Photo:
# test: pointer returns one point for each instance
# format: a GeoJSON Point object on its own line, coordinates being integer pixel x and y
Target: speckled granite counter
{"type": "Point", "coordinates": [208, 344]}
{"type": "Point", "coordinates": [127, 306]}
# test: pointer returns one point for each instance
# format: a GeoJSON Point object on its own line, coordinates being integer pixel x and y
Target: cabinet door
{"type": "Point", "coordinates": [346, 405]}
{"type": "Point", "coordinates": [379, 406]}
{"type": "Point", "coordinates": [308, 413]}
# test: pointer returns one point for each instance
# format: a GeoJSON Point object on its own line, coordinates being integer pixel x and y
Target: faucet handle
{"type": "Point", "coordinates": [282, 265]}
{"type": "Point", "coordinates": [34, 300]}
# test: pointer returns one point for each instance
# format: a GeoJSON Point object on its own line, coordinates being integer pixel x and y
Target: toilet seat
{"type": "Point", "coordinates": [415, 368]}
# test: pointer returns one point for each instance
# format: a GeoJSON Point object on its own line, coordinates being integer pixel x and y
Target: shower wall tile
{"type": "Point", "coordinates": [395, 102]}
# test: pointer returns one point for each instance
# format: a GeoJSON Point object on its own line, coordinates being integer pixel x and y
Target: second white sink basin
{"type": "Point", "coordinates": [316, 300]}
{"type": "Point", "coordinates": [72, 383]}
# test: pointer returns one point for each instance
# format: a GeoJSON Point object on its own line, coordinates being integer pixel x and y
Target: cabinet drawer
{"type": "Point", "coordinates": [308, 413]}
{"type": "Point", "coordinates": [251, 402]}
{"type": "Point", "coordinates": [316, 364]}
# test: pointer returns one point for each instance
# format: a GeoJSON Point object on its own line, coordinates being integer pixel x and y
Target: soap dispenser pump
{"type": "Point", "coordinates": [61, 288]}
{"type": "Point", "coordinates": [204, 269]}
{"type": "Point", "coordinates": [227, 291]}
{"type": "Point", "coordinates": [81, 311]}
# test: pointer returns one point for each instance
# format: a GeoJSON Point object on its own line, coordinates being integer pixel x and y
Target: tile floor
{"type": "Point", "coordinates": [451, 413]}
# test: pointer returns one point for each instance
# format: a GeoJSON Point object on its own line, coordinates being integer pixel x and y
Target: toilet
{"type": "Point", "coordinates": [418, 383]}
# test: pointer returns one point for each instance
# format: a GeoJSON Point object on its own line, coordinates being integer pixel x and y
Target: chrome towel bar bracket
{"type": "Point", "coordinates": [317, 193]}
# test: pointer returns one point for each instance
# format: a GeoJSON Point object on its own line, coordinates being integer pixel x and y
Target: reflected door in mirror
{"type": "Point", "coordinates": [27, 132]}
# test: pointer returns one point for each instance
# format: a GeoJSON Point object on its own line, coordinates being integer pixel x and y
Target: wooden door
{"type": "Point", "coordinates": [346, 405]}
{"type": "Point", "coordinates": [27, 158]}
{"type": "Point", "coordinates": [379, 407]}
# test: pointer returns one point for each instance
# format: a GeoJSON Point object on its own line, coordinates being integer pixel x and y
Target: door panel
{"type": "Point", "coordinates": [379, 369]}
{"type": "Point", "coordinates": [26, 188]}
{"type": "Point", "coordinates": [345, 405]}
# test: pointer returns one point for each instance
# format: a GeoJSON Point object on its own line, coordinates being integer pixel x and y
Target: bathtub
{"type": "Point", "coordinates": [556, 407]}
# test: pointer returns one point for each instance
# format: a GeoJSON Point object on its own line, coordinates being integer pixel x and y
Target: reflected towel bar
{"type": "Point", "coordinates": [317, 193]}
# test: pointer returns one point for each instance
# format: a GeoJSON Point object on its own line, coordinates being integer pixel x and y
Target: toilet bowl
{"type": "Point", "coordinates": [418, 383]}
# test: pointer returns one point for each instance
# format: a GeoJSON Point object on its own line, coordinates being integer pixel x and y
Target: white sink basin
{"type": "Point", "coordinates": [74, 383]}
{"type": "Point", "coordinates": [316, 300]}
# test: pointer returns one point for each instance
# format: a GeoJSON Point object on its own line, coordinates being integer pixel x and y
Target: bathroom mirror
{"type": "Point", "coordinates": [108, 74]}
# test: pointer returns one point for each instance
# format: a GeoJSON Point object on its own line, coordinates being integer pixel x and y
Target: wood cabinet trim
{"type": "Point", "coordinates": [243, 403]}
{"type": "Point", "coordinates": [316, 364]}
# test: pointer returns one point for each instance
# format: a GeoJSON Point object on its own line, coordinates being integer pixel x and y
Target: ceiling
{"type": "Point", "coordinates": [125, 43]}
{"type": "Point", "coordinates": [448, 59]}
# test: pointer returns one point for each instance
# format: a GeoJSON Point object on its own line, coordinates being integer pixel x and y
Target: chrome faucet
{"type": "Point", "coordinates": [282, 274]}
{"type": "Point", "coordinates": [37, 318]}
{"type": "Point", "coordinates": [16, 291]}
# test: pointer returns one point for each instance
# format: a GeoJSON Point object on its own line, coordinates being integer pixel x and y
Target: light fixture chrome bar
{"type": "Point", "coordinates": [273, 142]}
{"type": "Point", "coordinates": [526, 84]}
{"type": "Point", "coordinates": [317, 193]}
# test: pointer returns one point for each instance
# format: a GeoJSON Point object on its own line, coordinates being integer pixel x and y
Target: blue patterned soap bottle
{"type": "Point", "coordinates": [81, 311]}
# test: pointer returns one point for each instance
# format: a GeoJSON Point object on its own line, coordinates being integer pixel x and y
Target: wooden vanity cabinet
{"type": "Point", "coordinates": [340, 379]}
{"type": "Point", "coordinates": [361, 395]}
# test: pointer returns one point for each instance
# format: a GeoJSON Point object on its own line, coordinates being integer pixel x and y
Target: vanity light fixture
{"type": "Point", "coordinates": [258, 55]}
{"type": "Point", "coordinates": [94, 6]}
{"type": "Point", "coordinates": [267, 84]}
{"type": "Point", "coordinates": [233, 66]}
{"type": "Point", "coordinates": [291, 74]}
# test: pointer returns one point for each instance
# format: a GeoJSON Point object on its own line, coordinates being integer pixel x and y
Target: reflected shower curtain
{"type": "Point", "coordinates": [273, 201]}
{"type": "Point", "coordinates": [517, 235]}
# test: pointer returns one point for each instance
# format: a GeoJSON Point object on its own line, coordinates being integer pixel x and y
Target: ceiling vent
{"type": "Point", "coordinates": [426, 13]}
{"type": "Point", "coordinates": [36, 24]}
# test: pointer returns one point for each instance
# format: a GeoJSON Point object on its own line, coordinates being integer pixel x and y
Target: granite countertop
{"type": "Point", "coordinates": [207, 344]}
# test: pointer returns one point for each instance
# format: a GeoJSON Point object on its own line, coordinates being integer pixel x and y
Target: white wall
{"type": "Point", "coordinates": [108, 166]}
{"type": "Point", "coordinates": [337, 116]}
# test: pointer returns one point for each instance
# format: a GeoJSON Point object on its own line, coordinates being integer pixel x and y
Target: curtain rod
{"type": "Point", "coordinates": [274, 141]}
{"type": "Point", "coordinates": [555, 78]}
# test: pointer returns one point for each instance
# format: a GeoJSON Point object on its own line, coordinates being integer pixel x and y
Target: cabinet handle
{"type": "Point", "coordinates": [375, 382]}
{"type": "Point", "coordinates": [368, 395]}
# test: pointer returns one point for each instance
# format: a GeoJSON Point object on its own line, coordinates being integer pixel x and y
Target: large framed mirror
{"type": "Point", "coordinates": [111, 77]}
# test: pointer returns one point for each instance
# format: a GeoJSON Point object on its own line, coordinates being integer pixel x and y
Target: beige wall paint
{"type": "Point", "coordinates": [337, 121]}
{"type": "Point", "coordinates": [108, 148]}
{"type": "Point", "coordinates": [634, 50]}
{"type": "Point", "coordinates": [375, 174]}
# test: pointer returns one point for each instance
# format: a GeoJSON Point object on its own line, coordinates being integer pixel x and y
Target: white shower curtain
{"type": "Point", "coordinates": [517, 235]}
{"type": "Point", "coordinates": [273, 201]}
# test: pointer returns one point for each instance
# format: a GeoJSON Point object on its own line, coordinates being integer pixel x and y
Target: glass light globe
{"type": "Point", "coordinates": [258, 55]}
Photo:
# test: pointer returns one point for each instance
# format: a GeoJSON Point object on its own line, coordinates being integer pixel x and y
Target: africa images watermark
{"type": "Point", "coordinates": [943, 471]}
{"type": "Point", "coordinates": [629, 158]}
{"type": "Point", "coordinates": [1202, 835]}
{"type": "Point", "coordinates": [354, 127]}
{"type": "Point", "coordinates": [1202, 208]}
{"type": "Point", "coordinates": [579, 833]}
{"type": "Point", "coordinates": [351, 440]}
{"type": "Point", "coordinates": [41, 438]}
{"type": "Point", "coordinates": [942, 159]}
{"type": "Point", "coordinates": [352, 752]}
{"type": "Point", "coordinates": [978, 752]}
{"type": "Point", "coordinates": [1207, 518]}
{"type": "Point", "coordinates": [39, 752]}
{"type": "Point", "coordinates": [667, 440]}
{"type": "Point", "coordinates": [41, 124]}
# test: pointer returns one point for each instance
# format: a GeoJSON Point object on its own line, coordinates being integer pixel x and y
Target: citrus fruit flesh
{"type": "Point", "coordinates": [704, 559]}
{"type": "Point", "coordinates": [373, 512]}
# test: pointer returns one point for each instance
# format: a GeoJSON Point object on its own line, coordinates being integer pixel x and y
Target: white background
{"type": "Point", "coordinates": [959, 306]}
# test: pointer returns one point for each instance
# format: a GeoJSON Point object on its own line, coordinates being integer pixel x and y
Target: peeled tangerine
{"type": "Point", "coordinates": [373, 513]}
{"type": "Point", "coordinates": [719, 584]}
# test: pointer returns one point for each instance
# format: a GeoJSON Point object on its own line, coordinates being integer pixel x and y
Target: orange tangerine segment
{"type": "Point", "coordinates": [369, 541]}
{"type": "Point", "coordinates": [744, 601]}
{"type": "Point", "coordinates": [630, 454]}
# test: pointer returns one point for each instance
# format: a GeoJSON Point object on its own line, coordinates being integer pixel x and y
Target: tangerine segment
_____
## [Task brief]
Count the lines that contain the word "wooden" and give only the number.

## [Task result]
2